◆ Document excerpt
------------
Tree Map: A hierarchical node grouping can be flattened out and shown as a birds-eye, textual representation. This view will work for groups that can be represented by strict trees, ie: only one parent per node and would only be useful for highly nested structures. Directed acyclic graphs (DAG) will not be supported by this view. Visual Aid: An example of this visualization taken from http://ivtk.sourceforge.net/
Allan Kuchinsky, October 13th, 2007: TreeMaps are really an extension of Pie Charts, so make sense when you want to show the relative values for different child nodes. They really only make sense if you have a highly nested data structure. Given such a data structure, TreeMaps provide strong visual cues and might be an alternative to Pie Nodes and Grid Nodes.
Mouse-Over Tool: Create a viewing tool that will be controlled by a mouse and will travel over the network panel, when the tool moves over a parent node, the inside of the parent node.This tool will show an “x-ray”, detailed view of the inside of the parent node. In order for this tool to be useful, the "x-ray" area should move over the nodes smoothly and the updated view should be instant, without any latency. Visual Aid: An example of this type of tool can be seen here. However instead of a zoomed view, the user will be able to see the child nodes that are inside the parent node. Image taken from http://ivtk.sourceforge.net/
Allan Kuchinsky, October 13, 2007: Using distortion might be a very intuitive way to give the user a quick overview of the children of a parent node. Coordinating this display with the Cytoscape renderer may be a challenge. Also, performance will be an important consideration. The user should be able to move the magnified area smoothly, the display should update immediately -- there should be no perceivable latency.
------------
(Dataset excerpt)
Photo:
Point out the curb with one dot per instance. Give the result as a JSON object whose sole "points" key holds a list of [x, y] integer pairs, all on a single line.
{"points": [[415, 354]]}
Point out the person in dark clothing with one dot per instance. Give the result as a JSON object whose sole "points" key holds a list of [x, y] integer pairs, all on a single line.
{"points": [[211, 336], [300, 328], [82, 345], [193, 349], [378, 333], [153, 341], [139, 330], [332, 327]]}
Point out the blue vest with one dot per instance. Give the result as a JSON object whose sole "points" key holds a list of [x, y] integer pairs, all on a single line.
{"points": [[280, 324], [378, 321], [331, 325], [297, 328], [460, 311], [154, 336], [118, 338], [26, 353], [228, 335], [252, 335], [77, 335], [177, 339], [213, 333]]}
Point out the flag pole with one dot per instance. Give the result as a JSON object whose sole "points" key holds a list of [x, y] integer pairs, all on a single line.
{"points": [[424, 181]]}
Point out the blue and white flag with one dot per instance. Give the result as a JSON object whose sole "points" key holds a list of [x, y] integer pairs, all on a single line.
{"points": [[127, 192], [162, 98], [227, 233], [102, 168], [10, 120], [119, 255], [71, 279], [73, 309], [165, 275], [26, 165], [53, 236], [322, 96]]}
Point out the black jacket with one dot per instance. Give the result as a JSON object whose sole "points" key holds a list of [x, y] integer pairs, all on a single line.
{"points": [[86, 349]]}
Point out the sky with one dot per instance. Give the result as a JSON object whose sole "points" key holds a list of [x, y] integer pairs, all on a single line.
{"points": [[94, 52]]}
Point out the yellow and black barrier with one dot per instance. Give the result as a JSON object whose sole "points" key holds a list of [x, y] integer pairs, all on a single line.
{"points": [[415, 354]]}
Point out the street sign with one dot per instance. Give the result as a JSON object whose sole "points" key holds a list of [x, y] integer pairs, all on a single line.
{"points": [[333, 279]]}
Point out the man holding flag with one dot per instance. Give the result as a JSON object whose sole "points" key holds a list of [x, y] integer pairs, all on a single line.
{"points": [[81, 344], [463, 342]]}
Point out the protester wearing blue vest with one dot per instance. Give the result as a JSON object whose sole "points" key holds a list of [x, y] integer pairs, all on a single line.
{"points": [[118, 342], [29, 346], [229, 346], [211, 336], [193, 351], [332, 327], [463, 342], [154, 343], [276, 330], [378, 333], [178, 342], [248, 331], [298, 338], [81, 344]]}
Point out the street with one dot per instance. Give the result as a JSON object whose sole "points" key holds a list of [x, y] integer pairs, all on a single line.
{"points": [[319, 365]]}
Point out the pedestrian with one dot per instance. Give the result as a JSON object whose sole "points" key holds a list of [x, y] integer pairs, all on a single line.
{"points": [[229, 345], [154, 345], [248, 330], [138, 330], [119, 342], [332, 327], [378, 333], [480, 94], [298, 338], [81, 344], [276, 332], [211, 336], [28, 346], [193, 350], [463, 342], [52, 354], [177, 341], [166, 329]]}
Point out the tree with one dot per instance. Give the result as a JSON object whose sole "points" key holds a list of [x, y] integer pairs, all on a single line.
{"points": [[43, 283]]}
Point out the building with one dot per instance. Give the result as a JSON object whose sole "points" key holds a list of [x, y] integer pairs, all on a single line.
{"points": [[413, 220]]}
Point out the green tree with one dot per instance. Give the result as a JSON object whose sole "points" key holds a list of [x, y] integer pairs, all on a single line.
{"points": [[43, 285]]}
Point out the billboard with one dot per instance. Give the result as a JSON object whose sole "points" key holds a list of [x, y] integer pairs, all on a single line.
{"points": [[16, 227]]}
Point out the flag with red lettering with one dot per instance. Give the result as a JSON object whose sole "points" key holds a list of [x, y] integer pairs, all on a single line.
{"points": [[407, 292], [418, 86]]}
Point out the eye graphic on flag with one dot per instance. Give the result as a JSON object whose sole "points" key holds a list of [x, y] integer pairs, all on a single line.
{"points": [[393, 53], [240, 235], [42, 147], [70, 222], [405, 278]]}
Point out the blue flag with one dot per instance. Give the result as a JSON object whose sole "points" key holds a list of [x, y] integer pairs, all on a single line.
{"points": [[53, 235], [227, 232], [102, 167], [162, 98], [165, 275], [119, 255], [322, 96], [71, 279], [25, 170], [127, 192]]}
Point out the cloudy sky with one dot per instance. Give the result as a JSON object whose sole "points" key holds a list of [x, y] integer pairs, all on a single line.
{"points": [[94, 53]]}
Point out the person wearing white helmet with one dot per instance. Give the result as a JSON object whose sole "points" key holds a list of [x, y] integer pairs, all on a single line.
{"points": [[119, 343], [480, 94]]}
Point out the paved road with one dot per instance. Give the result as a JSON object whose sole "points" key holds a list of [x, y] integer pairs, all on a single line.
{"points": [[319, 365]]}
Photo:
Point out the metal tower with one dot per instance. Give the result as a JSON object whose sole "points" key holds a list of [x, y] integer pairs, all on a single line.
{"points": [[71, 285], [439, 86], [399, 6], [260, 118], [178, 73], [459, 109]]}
------------
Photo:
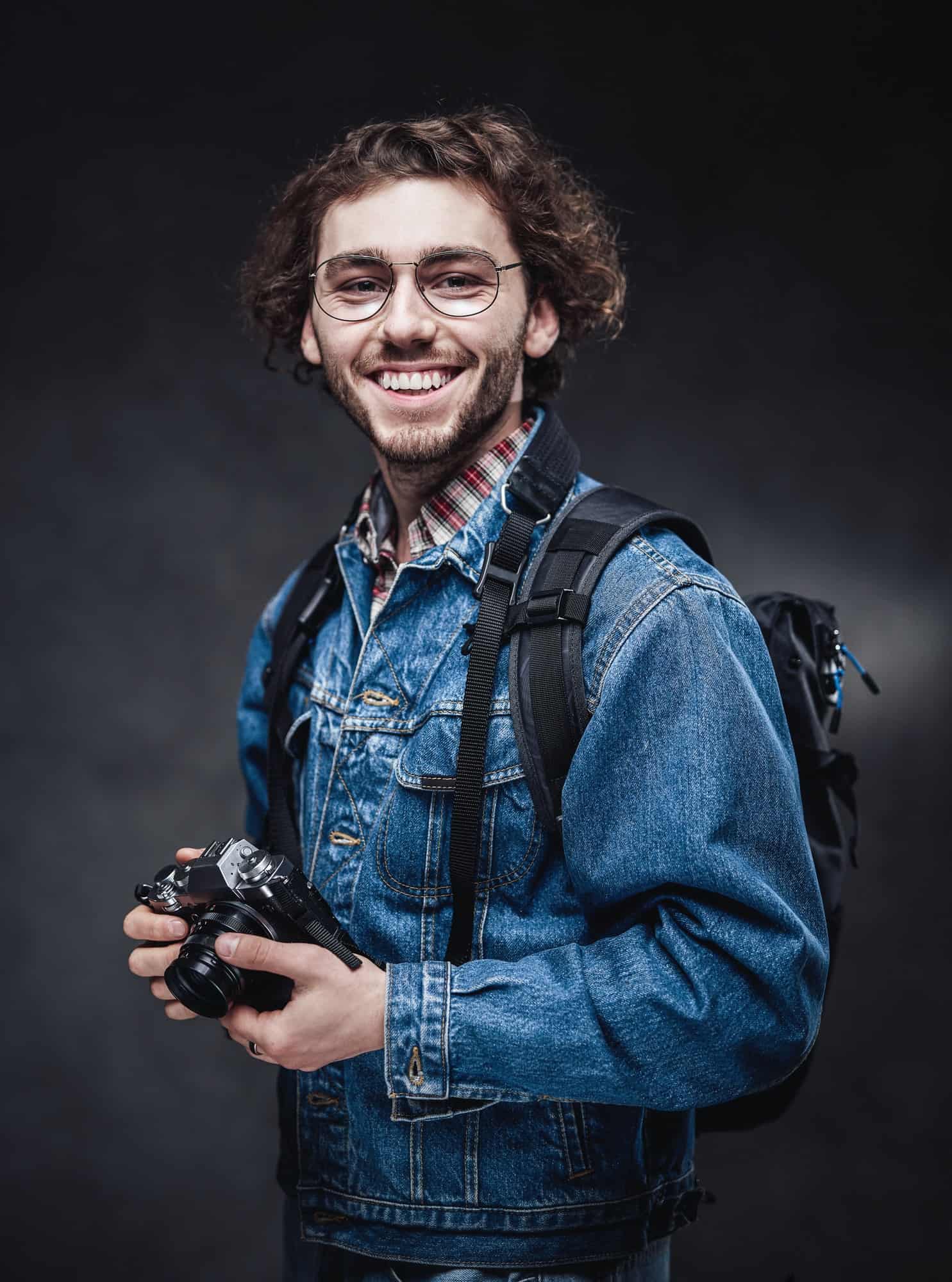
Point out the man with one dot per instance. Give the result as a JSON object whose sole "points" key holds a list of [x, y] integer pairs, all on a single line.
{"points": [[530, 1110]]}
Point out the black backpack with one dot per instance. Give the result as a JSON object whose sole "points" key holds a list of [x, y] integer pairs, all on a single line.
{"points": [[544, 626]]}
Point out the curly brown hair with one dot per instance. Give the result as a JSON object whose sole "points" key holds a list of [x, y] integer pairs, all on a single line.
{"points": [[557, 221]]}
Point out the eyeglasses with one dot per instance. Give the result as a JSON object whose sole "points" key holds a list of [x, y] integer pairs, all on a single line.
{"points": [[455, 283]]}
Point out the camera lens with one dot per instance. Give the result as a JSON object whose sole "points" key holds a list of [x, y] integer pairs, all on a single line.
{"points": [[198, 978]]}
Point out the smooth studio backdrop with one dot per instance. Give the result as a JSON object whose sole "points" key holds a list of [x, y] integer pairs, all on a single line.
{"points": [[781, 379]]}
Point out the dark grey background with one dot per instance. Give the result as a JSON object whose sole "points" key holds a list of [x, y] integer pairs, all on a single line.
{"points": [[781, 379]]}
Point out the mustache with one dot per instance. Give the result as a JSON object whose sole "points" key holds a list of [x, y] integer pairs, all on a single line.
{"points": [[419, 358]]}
------------
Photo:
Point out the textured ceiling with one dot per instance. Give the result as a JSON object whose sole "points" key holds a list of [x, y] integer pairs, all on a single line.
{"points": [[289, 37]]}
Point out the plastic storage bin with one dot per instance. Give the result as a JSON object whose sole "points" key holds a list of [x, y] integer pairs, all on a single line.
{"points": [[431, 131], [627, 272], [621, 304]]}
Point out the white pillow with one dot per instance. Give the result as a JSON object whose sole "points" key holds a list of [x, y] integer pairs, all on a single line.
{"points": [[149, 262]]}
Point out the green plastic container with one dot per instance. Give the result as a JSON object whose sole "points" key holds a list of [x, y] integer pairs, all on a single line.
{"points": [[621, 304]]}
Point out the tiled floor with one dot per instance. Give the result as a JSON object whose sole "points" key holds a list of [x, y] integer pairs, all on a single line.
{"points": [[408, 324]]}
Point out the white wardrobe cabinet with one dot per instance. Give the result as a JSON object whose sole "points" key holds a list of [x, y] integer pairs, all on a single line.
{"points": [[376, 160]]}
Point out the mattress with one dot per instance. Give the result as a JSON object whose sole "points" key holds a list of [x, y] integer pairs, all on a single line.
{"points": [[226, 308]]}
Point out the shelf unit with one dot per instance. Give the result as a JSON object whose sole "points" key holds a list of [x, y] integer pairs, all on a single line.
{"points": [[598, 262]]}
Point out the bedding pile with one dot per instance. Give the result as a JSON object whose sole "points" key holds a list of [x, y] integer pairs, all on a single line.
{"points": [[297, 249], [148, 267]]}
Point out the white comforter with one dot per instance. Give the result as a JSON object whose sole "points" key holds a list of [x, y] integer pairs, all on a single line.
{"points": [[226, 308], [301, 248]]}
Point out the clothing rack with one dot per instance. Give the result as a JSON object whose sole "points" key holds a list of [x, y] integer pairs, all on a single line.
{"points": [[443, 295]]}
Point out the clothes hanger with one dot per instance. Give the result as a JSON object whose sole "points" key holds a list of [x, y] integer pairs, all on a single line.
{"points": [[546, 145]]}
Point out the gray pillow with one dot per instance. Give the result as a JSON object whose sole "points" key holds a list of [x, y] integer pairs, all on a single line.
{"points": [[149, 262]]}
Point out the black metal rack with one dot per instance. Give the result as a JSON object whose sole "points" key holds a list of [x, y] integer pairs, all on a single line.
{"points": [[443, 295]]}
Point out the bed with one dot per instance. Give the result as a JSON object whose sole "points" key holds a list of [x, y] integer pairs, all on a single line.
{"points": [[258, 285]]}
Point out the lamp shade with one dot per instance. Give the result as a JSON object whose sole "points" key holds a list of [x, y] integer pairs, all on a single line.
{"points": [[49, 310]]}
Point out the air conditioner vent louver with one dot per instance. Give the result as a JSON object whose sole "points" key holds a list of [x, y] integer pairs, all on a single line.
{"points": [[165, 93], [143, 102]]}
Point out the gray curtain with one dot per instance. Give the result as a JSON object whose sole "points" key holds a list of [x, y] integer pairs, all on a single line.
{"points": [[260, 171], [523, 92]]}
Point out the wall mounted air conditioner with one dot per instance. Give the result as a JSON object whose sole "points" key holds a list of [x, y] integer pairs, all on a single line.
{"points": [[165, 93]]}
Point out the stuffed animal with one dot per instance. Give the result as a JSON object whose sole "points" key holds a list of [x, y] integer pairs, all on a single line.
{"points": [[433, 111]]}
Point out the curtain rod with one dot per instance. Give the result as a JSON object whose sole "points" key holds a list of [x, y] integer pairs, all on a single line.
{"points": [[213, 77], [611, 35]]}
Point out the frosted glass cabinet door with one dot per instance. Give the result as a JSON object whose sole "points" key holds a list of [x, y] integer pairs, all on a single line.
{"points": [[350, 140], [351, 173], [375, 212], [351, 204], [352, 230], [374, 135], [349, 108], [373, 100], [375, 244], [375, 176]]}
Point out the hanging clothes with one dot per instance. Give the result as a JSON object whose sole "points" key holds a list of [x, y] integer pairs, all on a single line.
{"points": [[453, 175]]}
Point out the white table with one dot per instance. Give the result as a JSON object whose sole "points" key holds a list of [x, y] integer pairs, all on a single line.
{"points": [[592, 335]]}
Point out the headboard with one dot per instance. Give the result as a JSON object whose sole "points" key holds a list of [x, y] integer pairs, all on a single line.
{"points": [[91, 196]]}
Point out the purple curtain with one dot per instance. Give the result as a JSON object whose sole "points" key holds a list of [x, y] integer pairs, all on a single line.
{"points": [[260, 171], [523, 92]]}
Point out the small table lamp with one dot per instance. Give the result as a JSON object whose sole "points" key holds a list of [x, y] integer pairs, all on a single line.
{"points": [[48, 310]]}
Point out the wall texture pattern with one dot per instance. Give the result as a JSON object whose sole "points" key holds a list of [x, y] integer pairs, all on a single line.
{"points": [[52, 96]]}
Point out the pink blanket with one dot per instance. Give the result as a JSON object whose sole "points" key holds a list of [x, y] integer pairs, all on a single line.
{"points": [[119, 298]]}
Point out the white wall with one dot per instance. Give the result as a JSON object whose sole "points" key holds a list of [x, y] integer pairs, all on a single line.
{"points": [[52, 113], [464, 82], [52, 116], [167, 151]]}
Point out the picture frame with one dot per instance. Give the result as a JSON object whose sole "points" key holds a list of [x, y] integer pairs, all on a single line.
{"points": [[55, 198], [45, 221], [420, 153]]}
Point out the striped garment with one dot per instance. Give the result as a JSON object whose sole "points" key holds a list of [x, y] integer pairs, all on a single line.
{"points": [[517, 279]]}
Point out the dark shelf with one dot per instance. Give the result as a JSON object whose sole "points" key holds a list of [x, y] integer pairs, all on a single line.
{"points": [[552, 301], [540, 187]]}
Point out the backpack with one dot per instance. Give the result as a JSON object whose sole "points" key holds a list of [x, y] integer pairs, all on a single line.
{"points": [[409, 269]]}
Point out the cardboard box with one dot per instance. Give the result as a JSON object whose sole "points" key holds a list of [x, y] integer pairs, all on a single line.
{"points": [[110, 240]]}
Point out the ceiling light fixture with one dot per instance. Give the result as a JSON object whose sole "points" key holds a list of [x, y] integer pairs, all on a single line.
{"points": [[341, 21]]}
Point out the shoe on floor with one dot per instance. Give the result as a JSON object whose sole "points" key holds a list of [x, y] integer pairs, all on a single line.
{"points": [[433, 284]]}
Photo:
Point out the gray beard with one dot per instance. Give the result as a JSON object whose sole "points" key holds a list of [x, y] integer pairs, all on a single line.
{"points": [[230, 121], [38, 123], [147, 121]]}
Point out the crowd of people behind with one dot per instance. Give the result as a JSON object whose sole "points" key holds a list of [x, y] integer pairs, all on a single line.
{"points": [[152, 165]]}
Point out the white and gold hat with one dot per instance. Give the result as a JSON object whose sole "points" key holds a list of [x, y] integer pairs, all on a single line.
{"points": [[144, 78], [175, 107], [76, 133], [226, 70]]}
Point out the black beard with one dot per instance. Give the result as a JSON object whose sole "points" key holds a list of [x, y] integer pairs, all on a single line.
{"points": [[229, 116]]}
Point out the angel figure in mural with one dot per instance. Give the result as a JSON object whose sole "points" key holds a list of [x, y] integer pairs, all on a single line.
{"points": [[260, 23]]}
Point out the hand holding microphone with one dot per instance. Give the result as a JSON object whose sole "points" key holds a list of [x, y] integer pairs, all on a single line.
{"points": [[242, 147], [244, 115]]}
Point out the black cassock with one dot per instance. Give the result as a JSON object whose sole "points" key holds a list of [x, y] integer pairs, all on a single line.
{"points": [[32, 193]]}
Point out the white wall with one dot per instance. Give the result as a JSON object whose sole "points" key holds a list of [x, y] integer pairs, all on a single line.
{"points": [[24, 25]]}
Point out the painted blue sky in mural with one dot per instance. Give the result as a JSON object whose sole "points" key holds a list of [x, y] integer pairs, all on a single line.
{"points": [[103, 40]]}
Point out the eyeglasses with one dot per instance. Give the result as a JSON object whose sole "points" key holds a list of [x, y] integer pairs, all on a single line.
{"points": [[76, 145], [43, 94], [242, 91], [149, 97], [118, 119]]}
------------
◆ Work to be completed
According to the text on network visualization views, which kind of graph structure will the Tree Map view not support?

◆ Answer to this task
Directed acyclic graphs (DAG).